**Task requirements**
• a. From the Taekwon-Do article, list each figure it reports from the CCTV studies of knife attacks.
• b. Condense the paragraph in the Taekwon-Do article that begins "From 525 UFC fights in 2025" into a single sentence that keeps all of its figures.

The Dilemma of Realism: Should Taekwon-Do Teach Real Violence or Remain Family Friendly? A balanced argument for instructors in modern Taekwon-Do

By Roy Rolstad

Introduction: The Two Faces of Taekwon-Do

Every instructor knows the dilemma:

Should we teach Taekwon-Do as a family friendly martial art, or should we focus on preparing students for real violence?

Both ideas are part of our heritage.

Both have value.

But they cannot dominate the same class at the same time.

If we lean too far toward real violence, the dojang loses its family character.

If we lean too far toward sport and fitness, the martial art becomes hollow.

This article explores that dilemma honestly, using violence statistics to understand what students actually need, and when they need it.

And the conclusion may surprise you.

1. What Real Violence Actually Looks Like

We now have solid data on how real-world violence unfolds, including:

Duration and intensity

CCTV studies of over 200 knife attacks show:

  • 14 seconds median duration

  • 23 seconds average

  • 70% end before 23 seconds

  • 80% end before 32 seconds

Street violence is not cinematic.

It is not long.

It is not technical.

It is fast, chaotic, close, and emotional.

How structured fights differ in professional fighting.

From 525 UFC fights in 2025:

  • 49.5% go to decision

  • 32.2% end in TKO/KO

  • 17.7% by submission

Nearly half last the full distance.

Real violence never does.

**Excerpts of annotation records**
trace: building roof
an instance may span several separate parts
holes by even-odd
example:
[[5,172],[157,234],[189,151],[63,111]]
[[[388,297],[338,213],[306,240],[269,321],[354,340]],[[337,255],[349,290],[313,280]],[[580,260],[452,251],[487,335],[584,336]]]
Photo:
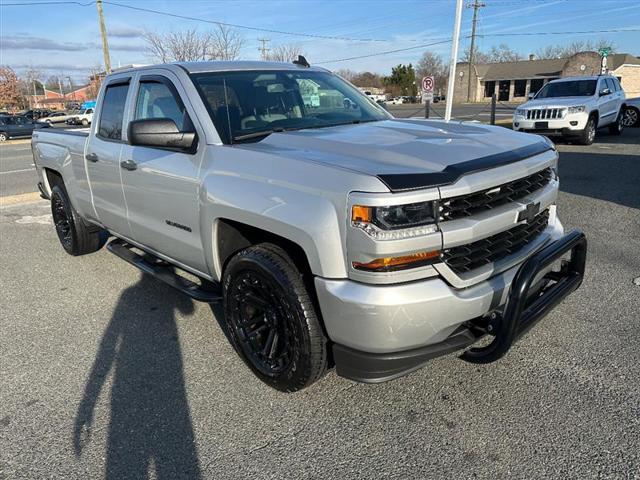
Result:
[[[475,66],[483,80],[516,80],[524,78],[559,77],[571,57],[547,60],[519,60],[517,62],[484,63]],[[607,57],[609,70],[623,64],[640,65],[640,58],[628,53],[615,53]],[[466,63],[465,63],[466,65]]]

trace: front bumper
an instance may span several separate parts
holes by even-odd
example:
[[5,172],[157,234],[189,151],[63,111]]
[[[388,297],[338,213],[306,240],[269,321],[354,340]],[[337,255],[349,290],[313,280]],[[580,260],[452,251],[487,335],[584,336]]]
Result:
[[[570,267],[551,271],[551,264],[569,252]],[[471,345],[484,335],[474,321],[504,312],[499,335],[491,343],[499,340],[499,348],[475,351],[473,361],[491,355],[491,361],[496,360],[526,328],[579,286],[585,254],[584,235],[572,232],[520,266],[465,289],[454,289],[439,278],[392,286],[316,278],[325,326],[334,342],[336,370],[363,382],[402,376],[431,358]],[[547,288],[550,282],[553,286]],[[509,329],[501,333],[505,325]]]

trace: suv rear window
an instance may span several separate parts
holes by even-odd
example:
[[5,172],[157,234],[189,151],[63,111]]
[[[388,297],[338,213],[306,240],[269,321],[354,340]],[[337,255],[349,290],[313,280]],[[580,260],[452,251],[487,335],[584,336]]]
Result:
[[98,126],[99,137],[107,140],[122,140],[124,104],[127,101],[128,91],[128,83],[110,85],[105,90],[100,113],[100,124]]
[[591,97],[596,93],[597,80],[570,80],[547,83],[536,98]]

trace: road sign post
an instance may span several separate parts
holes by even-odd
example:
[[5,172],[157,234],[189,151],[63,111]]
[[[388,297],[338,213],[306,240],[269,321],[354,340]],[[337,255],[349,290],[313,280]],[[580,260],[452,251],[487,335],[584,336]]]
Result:
[[433,75],[422,77],[422,103],[433,102]]

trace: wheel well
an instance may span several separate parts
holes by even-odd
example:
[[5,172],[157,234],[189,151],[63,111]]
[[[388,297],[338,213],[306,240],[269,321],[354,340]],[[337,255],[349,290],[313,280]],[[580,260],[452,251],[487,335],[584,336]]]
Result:
[[[322,318],[322,311],[320,309],[320,302],[318,301],[318,295],[316,294],[316,287],[313,281],[313,272],[309,265],[309,259],[303,248],[297,243],[276,235],[275,233],[262,230],[260,228],[252,227],[244,223],[235,222],[228,219],[218,220],[217,227],[217,239],[216,250],[220,259],[221,274],[227,266],[227,263],[240,250],[244,250],[251,245],[257,245],[259,243],[273,243],[281,247],[293,260],[298,271],[302,274],[302,280],[307,292],[311,296],[311,301],[316,310],[316,315],[320,319],[320,325],[327,340],[329,334]],[[221,280],[222,281],[222,275]],[[333,352],[330,347],[327,348],[328,365],[332,368],[334,363]]]
[[62,179],[62,175],[56,172],[55,170],[51,170],[50,168],[45,168],[44,172],[47,176],[47,182],[49,183],[49,191],[55,186],[64,187],[64,180]]

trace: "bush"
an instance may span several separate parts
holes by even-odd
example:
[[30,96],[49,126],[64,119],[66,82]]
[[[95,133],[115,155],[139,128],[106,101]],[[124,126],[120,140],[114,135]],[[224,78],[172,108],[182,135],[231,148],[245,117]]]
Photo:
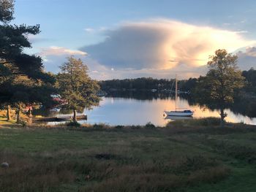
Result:
[[146,124],[145,128],[154,128],[156,126],[151,123],[151,122],[148,122]]
[[67,123],[66,123],[67,126],[73,126],[73,127],[80,127],[81,124],[80,124],[78,121],[70,121]]

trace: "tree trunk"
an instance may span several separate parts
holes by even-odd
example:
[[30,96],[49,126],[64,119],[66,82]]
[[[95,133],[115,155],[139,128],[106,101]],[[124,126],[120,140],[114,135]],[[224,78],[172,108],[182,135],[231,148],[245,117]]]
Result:
[[7,120],[11,120],[11,115],[10,114],[10,105],[7,106]]
[[225,114],[224,113],[224,109],[220,109],[220,126],[224,127],[225,121],[224,119],[226,117]]
[[76,112],[75,110],[73,110],[73,112],[74,112],[74,115],[73,115],[73,122],[77,122],[77,115],[76,115]]
[[17,120],[16,120],[16,123],[20,123],[20,109],[18,108],[17,110]]

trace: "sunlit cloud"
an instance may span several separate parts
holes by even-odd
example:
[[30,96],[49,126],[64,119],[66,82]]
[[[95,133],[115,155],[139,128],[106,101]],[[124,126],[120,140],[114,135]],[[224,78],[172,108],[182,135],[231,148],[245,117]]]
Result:
[[58,72],[59,66],[73,55],[89,66],[94,79],[169,79],[176,74],[179,79],[187,79],[205,74],[209,55],[223,48],[238,55],[243,70],[256,64],[256,48],[248,47],[255,42],[244,38],[246,31],[163,19],[124,23],[115,28],[99,31],[106,37],[105,41],[79,50],[56,46],[42,49],[39,54],[45,69]]
[[244,51],[238,51],[236,55],[241,69],[248,70],[251,67],[256,69],[256,47],[247,47]]
[[87,53],[84,51],[73,50],[65,47],[51,46],[48,48],[42,48],[40,52],[41,55],[86,55]]
[[110,69],[196,67],[206,65],[217,49],[233,52],[253,44],[243,37],[245,32],[158,19],[122,23],[105,32],[105,42],[80,50]]
[[92,28],[86,28],[83,30],[86,31],[86,32],[89,32],[89,33],[94,31],[94,29]]

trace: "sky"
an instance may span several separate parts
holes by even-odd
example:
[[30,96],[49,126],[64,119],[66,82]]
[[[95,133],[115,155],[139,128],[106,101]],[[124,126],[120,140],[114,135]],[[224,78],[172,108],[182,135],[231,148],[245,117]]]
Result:
[[97,80],[187,79],[205,74],[217,49],[256,68],[253,0],[16,0],[15,17],[40,24],[25,52],[54,73],[74,55]]

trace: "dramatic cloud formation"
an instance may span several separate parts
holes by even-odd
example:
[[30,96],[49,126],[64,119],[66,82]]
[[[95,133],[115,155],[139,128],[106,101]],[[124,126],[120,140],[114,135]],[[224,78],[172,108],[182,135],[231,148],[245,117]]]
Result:
[[236,53],[241,69],[256,66],[256,47],[248,47],[255,42],[243,38],[241,31],[167,20],[127,23],[102,31],[107,37],[104,42],[80,50],[59,47],[42,49],[39,55],[46,70],[58,72],[59,66],[73,55],[80,58],[88,65],[90,75],[98,80],[173,78],[176,74],[183,79],[205,74],[208,57],[217,49],[230,53],[242,50]]
[[244,39],[241,31],[169,20],[127,23],[105,34],[108,37],[105,42],[80,50],[117,70],[196,67],[205,65],[217,49],[233,52],[253,43]]
[[50,48],[42,48],[40,53],[42,55],[86,55],[87,53],[80,50],[72,50],[66,49],[64,47],[59,47],[56,46],[50,47]]

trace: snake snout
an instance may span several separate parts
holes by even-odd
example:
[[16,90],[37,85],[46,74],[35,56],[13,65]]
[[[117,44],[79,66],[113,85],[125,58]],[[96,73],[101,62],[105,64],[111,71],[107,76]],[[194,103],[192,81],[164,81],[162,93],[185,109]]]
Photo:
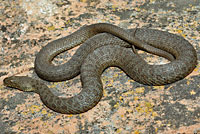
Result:
[[4,86],[18,88],[17,78],[16,76],[7,77],[3,80]]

**Replies**
• a.
- 14 seconds median duration
- 23 seconds average
- 70% end before 23 seconds
- 80% end before 32 seconds

• b. Of 525 UFC fights in 2025, 49.5% go to decision, 32.2% end in TKO/KO, and 17.7% end by submission.